═══ Extracted data
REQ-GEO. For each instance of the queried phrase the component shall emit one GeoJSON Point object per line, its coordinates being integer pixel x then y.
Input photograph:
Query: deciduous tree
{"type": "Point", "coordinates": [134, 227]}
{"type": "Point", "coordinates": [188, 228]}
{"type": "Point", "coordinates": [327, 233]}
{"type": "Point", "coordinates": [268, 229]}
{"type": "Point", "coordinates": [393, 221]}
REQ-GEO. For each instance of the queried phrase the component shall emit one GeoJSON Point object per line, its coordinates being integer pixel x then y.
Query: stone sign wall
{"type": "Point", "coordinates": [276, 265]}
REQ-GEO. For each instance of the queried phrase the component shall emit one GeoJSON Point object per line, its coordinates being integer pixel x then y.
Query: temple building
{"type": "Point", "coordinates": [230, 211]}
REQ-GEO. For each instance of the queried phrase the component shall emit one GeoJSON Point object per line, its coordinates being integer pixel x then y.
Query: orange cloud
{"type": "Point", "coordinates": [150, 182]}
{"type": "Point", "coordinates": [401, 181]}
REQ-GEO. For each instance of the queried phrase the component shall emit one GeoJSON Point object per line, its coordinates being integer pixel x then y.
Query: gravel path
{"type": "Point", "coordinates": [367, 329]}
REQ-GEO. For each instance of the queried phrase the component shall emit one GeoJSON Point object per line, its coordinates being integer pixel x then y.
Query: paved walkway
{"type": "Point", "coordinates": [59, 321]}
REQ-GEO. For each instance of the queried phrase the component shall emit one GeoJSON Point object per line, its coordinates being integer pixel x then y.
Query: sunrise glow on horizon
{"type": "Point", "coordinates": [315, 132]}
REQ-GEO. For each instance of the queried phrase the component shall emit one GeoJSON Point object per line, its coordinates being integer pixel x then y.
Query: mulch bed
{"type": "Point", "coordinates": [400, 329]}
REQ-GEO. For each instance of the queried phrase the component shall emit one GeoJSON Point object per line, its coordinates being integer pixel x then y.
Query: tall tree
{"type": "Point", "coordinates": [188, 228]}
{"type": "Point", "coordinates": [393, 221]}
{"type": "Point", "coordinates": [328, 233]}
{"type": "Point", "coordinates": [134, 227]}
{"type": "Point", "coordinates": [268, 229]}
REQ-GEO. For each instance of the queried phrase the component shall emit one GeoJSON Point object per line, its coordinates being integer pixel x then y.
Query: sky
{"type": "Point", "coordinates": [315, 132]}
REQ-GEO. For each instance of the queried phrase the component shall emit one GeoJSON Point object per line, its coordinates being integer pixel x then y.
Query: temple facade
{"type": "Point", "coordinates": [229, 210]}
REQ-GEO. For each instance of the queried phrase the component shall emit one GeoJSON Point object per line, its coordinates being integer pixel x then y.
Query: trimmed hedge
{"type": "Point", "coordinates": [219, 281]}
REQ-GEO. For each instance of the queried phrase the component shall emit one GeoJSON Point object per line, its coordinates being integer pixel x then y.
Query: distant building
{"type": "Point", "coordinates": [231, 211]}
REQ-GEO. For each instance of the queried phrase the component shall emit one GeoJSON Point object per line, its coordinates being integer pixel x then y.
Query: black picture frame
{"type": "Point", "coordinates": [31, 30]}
══════
**Exercise**
Please repeat the listing exactly, with nothing left out.

**Result for this task**
REQ-GEO. For each instance of the queried phrase the component shall emit one GeoJSON Point object per line, its coordinates being integer pixel x then y.
Input photograph:
Query: deciduous tree
{"type": "Point", "coordinates": [134, 227]}
{"type": "Point", "coordinates": [188, 228]}
{"type": "Point", "coordinates": [327, 233]}
{"type": "Point", "coordinates": [268, 229]}
{"type": "Point", "coordinates": [393, 221]}
REQ-GEO. For each instance of the queried phrase the component shall emit one GeoJSON Point object per line, its coordinates being integer pixel x then y.
Query: stone sign wall
{"type": "Point", "coordinates": [276, 265]}
REQ-GEO. For each instance of the queried phrase the component shall emit one GeoJSON Point object per line, its coordinates being integer pixel x then y.
Query: temple building
{"type": "Point", "coordinates": [230, 211]}
REQ-GEO. For each instance of the queried phrase the component shall emit one GeoJSON Point object per line, its coordinates being integer pixel x then y.
Query: orange cloud
{"type": "Point", "coordinates": [150, 182]}
{"type": "Point", "coordinates": [401, 181]}
REQ-GEO. For each instance of the queried phrase the component shall emit one GeoJSON Point object per line, its coordinates being integer pixel x then y.
Query: gravel path
{"type": "Point", "coordinates": [367, 329]}
REQ-GEO. For each instance of the queried phrase the component shall emit one GeoJSON Point object per line, its coordinates being integer pixel x then y.
Query: paved walkway
{"type": "Point", "coordinates": [59, 321]}
REQ-GEO. For each instance of the queried phrase the component shall emit one GeoJSON Point object per line, its coordinates being integer pixel x then y.
Query: sunrise glow on horizon
{"type": "Point", "coordinates": [315, 132]}
REQ-GEO. For each instance of the queried phrase the component shall emit one GeoJSON Point object per line, its coordinates being integer pixel x then y.
Query: mulch bed
{"type": "Point", "coordinates": [400, 329]}
REQ-GEO. For each instance of the queried phrase the component shall emit one GeoJSON Point object per line, its coordinates being integer pixel x then y.
Query: tall tree
{"type": "Point", "coordinates": [188, 228]}
{"type": "Point", "coordinates": [393, 221]}
{"type": "Point", "coordinates": [328, 233]}
{"type": "Point", "coordinates": [134, 227]}
{"type": "Point", "coordinates": [268, 229]}
REQ-GEO. For each instance of the queried phrase the component shall emit one GeoJSON Point object per line, its coordinates being integer pixel x then y.
Query: sky
{"type": "Point", "coordinates": [315, 132]}
REQ-GEO. For each instance of the queried phrase the component shall emit one GeoJSON Point object per line, its coordinates being integer pixel x then y.
Query: temple facade
{"type": "Point", "coordinates": [229, 210]}
REQ-GEO. For each instance of the queried phrase the component shall emit one GeoJSON Point object per line, its coordinates being integer pixel x then y.
Query: trimmed hedge
{"type": "Point", "coordinates": [219, 281]}
REQ-GEO. For each instance of the queried phrase the component shall emit one GeoJSON Point object per line, its coordinates being integer pixel x then y.
Query: distant building
{"type": "Point", "coordinates": [231, 211]}
REQ-GEO. For each instance of the queried phrase the component shall emit one GeoJSON Point object per line, its coordinates being integer pixel x then y.
Query: black picture frame
{"type": "Point", "coordinates": [31, 30]}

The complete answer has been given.